***** SOURCE DOCUMENT
Statistics

I'm picking a few bits out of my next book but three, Science is Like That.

Lord Rutherford is supposed to have said “If your experiment needs statistics, you ought to have done a better experiment”. Yet statistical analysis reveals the underlying truths in complex situations, the sort of messes that true physicists used to shy away from. It spoils the story a bit, but Rutherford once sat in on Horace Lamb’s lectures on mathematical statistics to improve his analysis of alpha particle deflections, a task which demanded some serious statistical work.

Once upon a time, simple patterns were solved by simple analysis, with simple mathematics revealing the laws that lay beneath the patterns. By the 19th century, nothing was quite so simple any more. The patterns were more complicated, and even physics needed statistics to help deal with the large masses of data. Most medical and biological research, all social science research and many other areas of modern scientific enquiry can only work by using statistics.

While modern statistics owe more to Karl Pearson, R. A. Fisher and J. B. S. Haldane, the first steps were taken by Adolphe Quételet, and then carried forward by Florence Nightingale. Quételet was a brilliant mathematician, who learned about probability from Pierre-Simon de Laplace while studying in Paris, before he returned to his native Belgium to run a new observatory there. While the observatory was being built, Quételet began exploring the ideas of ‘social physics’ and ‘moral statistics’.

He saw that there were many predictable sets of data. Crimes, suicides and marriages all involved individual free choice, but they happened at predictable rates in different age groups, giving him the starting point for his ‘moral statistics’.
**********
**EXPLORE THE MATERIAL:**
(a) In the passage on statistics, from whom did Quételet learn about probability while studying in Paris?
(b) Copy the part of the passage on statistics between "Once upon a" and "by using statistics.", inclusive, word for word.
***** DATA SHOWN
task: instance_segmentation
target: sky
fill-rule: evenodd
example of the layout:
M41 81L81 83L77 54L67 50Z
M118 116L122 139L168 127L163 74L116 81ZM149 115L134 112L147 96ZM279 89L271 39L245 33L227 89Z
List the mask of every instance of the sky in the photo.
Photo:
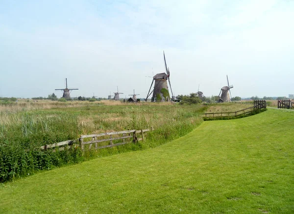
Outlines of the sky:
M0 96L294 94L294 0L1 0Z

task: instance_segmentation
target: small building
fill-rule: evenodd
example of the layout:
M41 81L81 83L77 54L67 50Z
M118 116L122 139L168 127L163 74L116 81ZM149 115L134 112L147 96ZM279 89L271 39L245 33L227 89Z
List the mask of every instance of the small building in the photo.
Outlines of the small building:
M129 99L127 100L127 101L129 102L134 102L135 103L137 103L138 102L137 99L134 97L130 97Z

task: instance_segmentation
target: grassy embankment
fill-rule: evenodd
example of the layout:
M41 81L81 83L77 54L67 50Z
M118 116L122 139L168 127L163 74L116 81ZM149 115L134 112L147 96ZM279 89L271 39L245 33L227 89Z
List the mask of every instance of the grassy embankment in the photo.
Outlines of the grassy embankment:
M2 185L1 213L294 211L294 113L206 121L156 148Z
M69 108L65 108L67 106ZM23 102L2 106L0 111L0 182L93 157L155 147L191 131L201 123L198 113L203 108L200 105L122 105L111 101ZM155 131L147 133L147 141L136 145L130 143L83 154L78 148L58 152L38 149L45 144L77 139L80 135L150 126Z

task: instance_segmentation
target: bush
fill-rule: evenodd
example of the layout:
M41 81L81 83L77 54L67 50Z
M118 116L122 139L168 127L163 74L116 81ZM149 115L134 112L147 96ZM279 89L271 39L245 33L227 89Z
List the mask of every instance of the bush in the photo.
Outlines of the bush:
M58 102L66 102L65 98L62 97L58 99Z

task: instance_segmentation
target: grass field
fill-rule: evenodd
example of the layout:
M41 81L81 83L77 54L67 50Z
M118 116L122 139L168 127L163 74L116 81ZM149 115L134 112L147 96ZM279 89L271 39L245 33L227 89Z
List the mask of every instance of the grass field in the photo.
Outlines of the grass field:
M156 148L0 188L0 213L294 212L294 112L206 121Z
M2 106L5 110L0 111L0 182L31 174L35 170L79 163L93 156L155 147L193 130L202 121L198 113L206 108L171 103L122 105L121 102L104 102L114 104L76 101L67 106L67 102L46 100ZM150 126L155 131L146 134L147 142L143 145L122 146L84 154L78 148L58 152L39 149L42 145L76 139L80 135Z

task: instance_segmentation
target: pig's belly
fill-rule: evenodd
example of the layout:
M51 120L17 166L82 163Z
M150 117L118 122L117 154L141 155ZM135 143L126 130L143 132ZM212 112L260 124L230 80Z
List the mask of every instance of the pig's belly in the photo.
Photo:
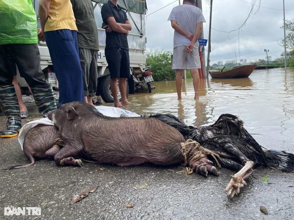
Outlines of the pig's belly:
M177 163L185 141L178 131L154 119L106 120L85 131L84 149L89 157L122 166Z
M181 161L180 143L157 145L155 147L147 143L138 145L121 143L114 145L110 141L103 144L89 143L84 146L84 153L90 158L102 163L125 166L147 162L170 165Z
**********
**OUTPUTS BY TASK:**
(a) Pierre-Simon de Laplace

(b)
Once upon a time, simple patterns were solved by simple analysis, with simple mathematics revealing the laws that lay beneath the patterns. By the 19th century, nothing was quite so simple any more. The patterns were more complicated, and even physics needed statistics to help deal with the large masses of data. Most medical and biological research, all social science research and many other areas of modern scientific enquiry can only work by using statistics.